== Rows

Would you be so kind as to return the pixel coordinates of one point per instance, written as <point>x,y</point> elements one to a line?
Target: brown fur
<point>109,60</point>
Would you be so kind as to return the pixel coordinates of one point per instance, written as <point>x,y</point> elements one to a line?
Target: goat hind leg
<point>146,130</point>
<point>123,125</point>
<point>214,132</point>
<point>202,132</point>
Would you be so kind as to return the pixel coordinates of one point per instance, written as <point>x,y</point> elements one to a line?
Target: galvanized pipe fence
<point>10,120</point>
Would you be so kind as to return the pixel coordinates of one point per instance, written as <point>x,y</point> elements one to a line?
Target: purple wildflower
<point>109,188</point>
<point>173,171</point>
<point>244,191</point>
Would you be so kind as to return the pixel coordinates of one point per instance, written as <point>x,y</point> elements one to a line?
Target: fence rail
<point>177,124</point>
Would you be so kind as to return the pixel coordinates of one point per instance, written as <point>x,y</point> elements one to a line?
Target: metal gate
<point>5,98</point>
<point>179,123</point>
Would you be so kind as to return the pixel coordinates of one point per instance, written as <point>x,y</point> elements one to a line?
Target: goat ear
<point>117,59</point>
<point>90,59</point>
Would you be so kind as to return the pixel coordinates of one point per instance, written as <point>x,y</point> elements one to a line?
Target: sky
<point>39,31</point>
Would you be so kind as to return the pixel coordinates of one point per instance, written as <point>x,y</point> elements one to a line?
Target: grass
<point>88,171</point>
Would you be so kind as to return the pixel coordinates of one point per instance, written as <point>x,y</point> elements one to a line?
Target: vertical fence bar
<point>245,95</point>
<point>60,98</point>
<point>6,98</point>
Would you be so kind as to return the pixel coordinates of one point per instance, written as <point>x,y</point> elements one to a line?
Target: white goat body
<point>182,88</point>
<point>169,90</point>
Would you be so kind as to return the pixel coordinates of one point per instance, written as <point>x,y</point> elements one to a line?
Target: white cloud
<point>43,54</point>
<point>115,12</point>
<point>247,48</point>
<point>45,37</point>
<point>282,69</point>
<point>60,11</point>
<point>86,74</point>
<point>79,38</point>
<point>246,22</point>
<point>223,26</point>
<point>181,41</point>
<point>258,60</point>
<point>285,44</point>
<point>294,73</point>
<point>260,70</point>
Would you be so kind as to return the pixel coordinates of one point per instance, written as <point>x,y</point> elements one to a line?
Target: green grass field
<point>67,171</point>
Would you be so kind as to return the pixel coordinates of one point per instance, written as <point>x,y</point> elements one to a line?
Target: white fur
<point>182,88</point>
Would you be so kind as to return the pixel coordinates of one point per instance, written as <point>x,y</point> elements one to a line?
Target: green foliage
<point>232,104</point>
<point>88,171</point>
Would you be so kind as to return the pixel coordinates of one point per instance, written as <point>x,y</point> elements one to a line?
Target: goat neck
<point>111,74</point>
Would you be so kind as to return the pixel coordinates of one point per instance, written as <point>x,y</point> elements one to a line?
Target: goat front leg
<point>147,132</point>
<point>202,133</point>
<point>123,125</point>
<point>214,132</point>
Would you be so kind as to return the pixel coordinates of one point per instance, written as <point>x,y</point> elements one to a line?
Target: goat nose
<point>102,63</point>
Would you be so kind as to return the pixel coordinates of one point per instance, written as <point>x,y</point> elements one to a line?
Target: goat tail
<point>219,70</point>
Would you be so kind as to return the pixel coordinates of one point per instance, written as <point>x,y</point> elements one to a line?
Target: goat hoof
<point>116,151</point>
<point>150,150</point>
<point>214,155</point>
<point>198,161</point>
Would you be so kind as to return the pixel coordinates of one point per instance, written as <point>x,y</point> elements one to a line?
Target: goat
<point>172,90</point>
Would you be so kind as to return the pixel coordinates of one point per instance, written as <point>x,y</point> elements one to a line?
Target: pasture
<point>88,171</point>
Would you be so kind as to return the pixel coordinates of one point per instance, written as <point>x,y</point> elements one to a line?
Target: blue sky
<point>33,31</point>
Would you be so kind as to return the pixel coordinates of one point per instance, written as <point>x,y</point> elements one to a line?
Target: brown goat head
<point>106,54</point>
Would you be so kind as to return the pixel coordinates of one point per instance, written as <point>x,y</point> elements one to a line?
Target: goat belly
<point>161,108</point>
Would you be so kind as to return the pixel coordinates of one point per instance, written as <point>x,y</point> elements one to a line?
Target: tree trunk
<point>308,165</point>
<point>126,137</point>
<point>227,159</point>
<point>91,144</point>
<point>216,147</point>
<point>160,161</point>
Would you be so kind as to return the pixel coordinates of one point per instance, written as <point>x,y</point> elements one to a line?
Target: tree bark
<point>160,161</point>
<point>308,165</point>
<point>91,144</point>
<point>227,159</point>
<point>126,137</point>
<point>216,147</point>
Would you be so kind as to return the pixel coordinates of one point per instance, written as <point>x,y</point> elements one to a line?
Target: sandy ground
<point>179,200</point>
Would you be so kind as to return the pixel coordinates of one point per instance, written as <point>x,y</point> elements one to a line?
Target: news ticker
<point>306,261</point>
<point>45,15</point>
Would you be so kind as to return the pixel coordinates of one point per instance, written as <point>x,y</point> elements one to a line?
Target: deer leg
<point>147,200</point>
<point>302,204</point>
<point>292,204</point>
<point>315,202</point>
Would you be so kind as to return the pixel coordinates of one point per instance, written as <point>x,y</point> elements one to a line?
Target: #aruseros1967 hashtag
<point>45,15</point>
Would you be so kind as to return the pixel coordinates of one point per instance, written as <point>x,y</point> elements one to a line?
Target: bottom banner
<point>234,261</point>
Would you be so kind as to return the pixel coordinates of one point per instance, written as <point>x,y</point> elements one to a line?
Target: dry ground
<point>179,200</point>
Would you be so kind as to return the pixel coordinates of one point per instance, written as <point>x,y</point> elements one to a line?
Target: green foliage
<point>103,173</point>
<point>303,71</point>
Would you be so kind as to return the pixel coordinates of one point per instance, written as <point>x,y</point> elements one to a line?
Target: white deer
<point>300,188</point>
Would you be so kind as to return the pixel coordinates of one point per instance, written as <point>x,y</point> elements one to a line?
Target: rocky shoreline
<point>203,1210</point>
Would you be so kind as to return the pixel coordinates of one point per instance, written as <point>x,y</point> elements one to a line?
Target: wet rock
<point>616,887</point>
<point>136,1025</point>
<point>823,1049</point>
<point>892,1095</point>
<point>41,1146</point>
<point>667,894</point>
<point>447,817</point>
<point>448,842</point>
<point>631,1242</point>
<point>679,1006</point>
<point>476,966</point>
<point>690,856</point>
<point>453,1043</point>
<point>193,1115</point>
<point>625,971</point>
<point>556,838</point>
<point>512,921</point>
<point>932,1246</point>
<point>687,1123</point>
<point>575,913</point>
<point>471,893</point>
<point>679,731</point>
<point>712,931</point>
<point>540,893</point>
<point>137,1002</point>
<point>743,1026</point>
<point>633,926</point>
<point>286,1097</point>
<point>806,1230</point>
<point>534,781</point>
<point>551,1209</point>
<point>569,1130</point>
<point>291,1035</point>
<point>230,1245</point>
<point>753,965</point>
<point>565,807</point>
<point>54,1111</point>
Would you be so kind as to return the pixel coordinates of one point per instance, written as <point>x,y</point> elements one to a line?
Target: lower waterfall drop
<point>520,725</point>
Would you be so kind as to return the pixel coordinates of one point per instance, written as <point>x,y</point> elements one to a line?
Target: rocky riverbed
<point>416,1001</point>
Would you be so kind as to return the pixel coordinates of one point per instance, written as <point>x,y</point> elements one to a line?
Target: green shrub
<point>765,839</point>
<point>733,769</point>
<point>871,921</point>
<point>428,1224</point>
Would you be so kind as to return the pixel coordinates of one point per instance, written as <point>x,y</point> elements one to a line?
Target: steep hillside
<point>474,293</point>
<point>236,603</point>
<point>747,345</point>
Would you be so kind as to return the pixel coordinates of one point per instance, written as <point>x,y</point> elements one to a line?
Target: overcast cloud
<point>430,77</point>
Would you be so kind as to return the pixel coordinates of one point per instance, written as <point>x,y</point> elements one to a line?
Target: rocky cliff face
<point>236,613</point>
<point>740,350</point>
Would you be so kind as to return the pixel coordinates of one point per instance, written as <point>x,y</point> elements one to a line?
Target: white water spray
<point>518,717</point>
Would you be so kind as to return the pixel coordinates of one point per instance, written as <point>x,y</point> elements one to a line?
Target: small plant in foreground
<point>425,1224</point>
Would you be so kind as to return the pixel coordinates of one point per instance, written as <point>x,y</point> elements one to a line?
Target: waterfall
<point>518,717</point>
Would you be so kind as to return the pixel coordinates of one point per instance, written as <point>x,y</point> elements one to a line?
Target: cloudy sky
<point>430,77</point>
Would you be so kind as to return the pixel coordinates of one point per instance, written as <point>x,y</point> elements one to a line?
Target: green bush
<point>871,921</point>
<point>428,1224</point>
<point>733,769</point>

====

**What to work on**
Change "Target" to "Object" in the lines above, starting at the first line and ending at the line that contains "<point>202,132</point>", and give back those lines with nothing else altered.

**Full response**
Would you be so kind as to return the pixel coordinates of one point per instance, written as <point>x,y</point> elements one to a line?
Object: brown fur
<point>109,60</point>
Would you be so kind as to return the pixel coordinates of one point per instance, written as <point>x,y</point> elements one to a line?
Object: goat hind leg
<point>146,130</point>
<point>123,125</point>
<point>214,132</point>
<point>202,132</point>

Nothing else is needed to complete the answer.